▶ [Request]: Find every line in the records below that contains the string "building", and copy each one. Case counts, so match only that exact capitalization.
◆ ◆ ◆
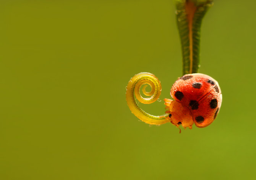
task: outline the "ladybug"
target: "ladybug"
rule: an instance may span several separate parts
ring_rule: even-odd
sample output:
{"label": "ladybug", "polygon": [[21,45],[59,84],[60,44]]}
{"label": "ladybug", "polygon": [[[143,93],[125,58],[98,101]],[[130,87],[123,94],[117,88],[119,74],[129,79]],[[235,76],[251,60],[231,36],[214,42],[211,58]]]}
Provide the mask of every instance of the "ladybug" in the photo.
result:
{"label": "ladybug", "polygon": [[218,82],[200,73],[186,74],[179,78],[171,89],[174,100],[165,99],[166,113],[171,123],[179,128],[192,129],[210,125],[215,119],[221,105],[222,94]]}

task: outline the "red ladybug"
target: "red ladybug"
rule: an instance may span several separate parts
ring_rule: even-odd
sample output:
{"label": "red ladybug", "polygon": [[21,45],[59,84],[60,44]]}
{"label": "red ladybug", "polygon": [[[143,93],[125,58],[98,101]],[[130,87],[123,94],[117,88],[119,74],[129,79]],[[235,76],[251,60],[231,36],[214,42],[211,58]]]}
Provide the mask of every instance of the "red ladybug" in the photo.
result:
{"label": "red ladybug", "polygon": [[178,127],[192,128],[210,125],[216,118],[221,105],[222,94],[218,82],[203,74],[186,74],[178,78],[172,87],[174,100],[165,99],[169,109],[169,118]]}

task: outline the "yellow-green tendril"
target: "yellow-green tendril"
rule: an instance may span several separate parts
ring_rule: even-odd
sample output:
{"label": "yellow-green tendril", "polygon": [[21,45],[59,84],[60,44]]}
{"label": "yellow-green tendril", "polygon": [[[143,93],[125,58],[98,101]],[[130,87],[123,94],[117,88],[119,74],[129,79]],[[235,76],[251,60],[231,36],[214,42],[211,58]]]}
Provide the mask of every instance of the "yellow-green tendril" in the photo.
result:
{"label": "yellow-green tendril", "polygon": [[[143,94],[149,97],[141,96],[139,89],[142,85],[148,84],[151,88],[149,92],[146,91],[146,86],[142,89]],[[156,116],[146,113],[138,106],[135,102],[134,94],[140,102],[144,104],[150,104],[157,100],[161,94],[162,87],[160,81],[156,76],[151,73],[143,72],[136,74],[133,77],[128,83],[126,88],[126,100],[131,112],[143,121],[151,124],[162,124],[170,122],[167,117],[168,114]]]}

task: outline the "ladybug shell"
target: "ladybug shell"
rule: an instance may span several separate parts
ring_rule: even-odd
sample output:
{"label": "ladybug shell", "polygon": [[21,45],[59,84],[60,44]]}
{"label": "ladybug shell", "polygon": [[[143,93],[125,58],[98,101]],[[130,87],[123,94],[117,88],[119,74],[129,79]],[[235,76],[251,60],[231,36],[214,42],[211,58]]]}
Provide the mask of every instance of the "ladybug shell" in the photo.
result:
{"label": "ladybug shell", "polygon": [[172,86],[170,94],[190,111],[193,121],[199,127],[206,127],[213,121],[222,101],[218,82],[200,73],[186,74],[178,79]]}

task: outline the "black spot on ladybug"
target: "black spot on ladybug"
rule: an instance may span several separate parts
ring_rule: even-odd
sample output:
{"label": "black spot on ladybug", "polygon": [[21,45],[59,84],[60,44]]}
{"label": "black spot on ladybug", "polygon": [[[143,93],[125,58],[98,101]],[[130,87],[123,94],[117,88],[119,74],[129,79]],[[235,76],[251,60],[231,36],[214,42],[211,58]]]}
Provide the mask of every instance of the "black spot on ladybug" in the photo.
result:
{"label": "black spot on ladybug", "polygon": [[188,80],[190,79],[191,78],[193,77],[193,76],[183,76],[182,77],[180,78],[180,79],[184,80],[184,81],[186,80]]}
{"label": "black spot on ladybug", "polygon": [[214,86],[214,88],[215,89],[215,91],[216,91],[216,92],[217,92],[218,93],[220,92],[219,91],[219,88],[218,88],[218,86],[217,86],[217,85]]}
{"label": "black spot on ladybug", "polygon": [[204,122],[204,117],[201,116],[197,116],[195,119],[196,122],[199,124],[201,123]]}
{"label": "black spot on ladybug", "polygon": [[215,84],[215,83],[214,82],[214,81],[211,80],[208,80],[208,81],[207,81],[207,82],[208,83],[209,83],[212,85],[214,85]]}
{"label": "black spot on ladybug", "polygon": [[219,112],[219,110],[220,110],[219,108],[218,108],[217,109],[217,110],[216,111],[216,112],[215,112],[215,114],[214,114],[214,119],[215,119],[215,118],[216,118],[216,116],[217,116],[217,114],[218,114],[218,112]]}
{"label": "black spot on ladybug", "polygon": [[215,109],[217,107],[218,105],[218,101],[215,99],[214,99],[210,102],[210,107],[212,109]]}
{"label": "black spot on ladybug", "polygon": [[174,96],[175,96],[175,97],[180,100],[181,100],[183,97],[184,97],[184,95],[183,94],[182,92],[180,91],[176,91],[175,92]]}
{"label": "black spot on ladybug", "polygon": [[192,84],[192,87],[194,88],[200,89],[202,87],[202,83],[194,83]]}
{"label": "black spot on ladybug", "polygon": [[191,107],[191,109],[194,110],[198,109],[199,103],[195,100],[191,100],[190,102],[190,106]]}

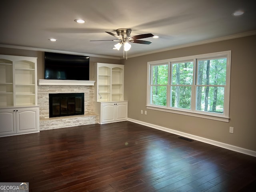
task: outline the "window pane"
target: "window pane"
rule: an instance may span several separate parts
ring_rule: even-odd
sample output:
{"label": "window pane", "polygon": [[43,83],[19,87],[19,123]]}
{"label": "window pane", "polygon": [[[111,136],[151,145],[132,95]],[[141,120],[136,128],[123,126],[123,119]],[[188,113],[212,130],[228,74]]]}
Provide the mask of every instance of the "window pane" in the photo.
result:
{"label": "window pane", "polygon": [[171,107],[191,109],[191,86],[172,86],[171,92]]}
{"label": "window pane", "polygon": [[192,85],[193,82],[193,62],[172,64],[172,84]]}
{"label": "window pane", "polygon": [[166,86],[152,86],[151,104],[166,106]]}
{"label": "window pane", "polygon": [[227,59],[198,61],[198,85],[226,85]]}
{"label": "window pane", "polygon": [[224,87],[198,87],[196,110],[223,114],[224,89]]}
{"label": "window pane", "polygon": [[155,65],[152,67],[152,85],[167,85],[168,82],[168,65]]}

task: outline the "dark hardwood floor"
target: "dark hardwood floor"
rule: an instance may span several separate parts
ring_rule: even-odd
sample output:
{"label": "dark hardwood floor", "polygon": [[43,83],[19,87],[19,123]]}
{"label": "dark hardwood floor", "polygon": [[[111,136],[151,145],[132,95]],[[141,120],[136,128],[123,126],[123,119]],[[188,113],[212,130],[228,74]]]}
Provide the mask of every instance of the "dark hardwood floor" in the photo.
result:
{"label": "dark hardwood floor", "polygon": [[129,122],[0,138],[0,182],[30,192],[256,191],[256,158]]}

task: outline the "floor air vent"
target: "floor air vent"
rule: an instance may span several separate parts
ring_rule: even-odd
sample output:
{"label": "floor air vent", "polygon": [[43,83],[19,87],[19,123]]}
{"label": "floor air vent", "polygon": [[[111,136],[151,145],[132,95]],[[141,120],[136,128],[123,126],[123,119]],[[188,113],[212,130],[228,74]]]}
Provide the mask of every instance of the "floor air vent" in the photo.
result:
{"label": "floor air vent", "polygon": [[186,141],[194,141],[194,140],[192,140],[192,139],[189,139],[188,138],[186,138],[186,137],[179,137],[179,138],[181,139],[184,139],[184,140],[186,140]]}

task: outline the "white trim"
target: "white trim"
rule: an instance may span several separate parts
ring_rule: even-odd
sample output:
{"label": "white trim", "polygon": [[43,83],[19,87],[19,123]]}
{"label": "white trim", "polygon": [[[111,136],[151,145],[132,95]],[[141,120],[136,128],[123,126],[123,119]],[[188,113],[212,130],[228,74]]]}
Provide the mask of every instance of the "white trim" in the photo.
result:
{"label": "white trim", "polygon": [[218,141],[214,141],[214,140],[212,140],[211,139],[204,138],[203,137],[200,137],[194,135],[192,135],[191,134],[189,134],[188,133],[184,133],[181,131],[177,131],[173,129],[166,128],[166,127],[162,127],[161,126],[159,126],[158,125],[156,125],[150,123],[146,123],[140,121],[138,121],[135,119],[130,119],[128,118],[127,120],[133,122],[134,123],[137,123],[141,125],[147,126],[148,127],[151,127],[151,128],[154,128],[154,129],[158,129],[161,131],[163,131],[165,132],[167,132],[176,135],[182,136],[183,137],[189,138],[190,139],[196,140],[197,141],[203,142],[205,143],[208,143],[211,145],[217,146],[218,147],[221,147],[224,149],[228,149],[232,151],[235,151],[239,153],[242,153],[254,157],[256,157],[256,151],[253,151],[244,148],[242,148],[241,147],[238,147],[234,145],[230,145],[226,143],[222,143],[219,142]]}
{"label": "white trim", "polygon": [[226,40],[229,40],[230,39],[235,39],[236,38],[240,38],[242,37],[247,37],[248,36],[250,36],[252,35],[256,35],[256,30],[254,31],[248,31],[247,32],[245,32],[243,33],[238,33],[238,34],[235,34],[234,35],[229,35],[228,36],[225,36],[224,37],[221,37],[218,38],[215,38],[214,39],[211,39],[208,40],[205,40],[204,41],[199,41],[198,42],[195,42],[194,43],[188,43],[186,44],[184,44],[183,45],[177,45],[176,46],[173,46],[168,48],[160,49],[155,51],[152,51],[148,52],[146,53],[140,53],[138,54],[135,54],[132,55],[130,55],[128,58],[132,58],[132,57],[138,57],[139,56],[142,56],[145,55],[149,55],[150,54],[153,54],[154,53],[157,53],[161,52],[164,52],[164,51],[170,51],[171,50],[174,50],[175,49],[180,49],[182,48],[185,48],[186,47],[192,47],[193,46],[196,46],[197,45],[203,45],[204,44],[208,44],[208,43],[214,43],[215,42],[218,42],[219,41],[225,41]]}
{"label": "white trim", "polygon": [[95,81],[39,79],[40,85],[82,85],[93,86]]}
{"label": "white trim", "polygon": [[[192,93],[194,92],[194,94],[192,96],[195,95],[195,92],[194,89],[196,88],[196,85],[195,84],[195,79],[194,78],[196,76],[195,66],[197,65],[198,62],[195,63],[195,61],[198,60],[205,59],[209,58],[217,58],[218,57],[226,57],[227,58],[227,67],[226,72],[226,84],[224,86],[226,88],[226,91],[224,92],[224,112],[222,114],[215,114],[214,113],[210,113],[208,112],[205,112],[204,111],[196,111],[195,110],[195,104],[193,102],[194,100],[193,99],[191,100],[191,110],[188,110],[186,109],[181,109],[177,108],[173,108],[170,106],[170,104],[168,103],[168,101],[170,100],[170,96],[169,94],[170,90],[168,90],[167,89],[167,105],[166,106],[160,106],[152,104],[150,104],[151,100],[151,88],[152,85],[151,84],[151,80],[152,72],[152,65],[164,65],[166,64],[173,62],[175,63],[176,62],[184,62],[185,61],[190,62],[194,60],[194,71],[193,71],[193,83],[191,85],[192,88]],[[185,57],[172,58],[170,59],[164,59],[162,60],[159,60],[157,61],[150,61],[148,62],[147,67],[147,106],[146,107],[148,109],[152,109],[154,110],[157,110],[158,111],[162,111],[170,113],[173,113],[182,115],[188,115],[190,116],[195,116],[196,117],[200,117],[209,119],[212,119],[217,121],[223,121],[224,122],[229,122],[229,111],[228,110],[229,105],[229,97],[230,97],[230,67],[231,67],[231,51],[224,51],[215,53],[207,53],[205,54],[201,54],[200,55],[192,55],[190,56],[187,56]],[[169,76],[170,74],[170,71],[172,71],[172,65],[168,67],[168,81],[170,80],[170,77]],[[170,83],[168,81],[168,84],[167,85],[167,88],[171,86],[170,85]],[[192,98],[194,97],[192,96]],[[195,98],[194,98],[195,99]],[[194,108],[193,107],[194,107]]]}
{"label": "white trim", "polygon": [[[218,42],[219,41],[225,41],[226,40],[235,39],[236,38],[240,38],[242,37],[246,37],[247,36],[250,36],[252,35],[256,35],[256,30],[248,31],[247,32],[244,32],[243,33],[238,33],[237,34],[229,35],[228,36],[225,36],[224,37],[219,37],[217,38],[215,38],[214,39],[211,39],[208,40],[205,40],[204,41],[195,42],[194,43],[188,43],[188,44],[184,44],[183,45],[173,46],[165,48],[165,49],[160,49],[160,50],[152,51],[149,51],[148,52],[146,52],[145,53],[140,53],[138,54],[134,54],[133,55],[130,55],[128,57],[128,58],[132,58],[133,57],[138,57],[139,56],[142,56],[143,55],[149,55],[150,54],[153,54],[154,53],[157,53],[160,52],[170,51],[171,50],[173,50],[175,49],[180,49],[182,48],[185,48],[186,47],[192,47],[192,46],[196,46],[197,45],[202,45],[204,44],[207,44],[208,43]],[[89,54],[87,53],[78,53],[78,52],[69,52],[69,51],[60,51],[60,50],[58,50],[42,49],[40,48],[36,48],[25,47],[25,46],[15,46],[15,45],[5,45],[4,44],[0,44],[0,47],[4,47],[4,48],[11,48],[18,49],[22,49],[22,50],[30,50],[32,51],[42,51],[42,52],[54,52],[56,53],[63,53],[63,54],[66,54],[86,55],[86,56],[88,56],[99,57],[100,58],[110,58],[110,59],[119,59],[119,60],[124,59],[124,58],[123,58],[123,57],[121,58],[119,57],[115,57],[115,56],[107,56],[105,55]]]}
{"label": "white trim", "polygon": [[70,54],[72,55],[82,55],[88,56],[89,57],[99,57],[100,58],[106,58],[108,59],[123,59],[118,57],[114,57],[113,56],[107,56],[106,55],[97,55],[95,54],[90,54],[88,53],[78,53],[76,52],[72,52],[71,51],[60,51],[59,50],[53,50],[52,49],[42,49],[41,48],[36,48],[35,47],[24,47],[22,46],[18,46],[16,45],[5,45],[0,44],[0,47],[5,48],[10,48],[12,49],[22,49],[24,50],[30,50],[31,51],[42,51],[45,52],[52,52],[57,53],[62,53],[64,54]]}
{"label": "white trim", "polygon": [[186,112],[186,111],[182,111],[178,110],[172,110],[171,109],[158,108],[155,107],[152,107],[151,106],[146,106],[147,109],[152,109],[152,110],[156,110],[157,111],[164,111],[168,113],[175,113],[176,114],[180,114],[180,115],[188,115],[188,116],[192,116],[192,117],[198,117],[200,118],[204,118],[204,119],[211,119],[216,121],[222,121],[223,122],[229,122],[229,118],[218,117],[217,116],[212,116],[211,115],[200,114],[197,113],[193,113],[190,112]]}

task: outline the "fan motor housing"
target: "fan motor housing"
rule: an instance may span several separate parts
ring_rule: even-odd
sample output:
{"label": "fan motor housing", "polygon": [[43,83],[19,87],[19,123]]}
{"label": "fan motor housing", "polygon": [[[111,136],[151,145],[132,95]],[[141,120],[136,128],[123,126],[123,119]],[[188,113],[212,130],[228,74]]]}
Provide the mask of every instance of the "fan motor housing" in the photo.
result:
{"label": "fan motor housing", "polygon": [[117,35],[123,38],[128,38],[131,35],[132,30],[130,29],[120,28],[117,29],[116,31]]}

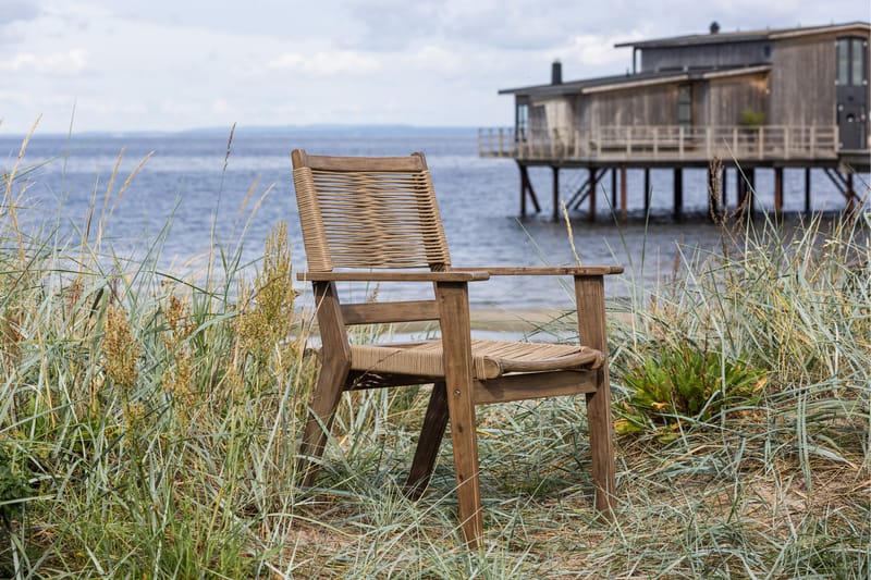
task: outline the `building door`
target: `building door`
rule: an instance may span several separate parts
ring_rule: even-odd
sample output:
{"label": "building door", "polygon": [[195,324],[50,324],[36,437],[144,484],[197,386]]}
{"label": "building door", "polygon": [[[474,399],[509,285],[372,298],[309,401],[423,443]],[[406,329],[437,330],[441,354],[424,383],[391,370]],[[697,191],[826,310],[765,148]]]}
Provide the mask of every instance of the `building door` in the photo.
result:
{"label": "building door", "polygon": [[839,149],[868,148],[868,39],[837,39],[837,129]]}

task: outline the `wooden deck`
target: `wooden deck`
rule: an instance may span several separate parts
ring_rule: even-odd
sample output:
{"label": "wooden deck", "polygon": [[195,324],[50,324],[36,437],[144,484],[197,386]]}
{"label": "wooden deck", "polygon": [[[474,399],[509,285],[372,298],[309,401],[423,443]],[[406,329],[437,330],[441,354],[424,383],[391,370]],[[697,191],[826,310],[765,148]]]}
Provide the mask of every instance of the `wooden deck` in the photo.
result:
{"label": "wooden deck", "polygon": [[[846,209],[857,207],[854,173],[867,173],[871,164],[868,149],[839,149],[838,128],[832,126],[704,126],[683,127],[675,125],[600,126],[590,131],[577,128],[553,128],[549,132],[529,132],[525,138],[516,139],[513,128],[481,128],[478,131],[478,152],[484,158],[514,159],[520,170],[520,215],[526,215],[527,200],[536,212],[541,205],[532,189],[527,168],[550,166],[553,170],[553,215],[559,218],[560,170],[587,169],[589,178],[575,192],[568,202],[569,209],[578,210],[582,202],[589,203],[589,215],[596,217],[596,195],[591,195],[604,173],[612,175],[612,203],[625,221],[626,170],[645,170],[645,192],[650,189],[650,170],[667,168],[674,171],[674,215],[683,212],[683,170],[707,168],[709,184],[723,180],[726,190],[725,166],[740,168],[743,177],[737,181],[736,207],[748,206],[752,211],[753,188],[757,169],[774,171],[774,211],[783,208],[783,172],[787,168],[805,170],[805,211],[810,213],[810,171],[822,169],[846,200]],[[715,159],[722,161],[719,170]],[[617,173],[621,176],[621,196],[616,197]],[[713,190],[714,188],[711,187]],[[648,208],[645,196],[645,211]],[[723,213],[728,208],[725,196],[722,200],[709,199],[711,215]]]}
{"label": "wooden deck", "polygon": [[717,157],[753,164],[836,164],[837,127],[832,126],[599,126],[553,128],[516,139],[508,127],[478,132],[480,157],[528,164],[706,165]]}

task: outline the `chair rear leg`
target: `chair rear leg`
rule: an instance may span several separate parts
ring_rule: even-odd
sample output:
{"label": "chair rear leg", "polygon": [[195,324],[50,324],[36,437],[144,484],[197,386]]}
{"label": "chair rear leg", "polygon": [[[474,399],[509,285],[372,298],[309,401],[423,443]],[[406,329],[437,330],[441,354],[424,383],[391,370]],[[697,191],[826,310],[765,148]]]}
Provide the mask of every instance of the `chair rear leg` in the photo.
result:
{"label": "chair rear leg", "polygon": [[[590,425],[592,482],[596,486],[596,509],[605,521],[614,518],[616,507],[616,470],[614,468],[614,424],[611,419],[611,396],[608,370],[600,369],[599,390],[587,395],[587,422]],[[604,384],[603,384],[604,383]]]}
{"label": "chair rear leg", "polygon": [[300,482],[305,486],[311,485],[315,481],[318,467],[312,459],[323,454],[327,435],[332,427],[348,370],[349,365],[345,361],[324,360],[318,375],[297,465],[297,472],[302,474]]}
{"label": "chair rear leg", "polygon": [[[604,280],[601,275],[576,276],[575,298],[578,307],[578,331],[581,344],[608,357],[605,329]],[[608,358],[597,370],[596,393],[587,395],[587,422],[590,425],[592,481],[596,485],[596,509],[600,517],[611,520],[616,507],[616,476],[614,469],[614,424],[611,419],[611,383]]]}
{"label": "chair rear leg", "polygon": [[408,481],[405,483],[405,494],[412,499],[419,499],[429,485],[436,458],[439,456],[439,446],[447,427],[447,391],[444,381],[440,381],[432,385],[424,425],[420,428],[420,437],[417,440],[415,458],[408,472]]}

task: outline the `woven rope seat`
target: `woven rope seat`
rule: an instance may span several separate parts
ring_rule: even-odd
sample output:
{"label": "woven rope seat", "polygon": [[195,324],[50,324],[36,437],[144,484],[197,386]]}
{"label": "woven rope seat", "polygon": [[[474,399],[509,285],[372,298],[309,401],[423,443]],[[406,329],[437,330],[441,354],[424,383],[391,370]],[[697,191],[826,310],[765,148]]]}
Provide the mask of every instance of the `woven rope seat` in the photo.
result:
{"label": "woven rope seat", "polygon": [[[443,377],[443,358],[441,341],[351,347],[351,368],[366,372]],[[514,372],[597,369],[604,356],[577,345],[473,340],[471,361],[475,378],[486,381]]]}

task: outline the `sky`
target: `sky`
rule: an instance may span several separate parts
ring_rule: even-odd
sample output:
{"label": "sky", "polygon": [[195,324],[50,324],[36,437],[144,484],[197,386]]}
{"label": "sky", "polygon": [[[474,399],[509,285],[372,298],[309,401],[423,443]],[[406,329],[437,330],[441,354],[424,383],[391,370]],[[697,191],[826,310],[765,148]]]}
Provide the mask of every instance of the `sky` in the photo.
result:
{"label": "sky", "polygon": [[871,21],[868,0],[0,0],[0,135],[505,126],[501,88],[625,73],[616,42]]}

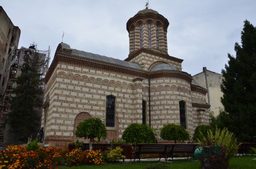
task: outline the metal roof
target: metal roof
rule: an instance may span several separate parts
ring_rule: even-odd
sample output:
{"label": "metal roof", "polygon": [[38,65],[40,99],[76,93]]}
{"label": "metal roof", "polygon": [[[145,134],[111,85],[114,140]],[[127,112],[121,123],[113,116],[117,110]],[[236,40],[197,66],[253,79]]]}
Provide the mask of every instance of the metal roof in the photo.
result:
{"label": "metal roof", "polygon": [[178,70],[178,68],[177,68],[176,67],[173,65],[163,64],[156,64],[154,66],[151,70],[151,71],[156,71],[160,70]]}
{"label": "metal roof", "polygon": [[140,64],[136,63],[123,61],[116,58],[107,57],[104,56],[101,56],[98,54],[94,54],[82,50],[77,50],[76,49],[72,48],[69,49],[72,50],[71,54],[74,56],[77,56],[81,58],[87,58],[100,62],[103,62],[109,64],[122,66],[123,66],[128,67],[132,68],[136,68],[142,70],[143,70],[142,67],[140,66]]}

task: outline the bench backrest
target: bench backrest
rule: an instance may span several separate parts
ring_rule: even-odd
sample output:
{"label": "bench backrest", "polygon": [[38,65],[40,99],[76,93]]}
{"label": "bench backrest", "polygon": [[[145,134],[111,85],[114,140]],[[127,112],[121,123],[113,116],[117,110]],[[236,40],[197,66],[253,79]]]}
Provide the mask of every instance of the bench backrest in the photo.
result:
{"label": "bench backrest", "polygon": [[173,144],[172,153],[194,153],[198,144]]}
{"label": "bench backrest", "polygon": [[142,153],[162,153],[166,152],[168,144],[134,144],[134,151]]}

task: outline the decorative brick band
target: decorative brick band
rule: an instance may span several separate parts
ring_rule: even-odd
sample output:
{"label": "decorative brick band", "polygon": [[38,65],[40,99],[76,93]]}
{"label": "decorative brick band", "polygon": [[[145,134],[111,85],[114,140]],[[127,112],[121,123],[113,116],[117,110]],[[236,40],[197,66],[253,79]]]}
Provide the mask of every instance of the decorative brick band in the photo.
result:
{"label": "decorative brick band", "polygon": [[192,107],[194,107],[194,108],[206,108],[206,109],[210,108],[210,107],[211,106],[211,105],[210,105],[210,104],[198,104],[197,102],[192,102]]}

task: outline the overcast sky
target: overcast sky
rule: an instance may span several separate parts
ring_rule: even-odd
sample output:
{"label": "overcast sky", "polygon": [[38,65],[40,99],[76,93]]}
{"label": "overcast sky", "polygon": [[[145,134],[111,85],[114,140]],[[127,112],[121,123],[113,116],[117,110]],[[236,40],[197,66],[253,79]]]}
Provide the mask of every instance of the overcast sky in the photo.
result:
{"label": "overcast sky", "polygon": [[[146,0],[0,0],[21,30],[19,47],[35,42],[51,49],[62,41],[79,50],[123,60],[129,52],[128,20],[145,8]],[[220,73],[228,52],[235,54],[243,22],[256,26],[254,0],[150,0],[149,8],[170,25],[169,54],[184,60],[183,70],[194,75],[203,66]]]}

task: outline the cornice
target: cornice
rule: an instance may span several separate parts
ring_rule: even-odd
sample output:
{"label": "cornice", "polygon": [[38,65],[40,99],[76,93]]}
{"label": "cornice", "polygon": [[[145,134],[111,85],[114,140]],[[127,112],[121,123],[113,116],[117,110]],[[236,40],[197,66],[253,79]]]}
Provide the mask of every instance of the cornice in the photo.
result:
◆ ◆ ◆
▶ [Expected answer]:
task: outline the `building door`
target: `building door`
{"label": "building door", "polygon": [[195,324],[50,324],[36,437],[144,484],[197,386]]}
{"label": "building door", "polygon": [[[474,399],[509,285],[372,298],[309,401],[423,443]],[[406,329],[437,330],[441,354],[424,383],[391,370]],[[697,191],[826,310],[765,148]]]}
Provide the mask of every instance of the `building door` in the photo.
{"label": "building door", "polygon": [[839,149],[868,148],[868,39],[837,39],[837,129]]}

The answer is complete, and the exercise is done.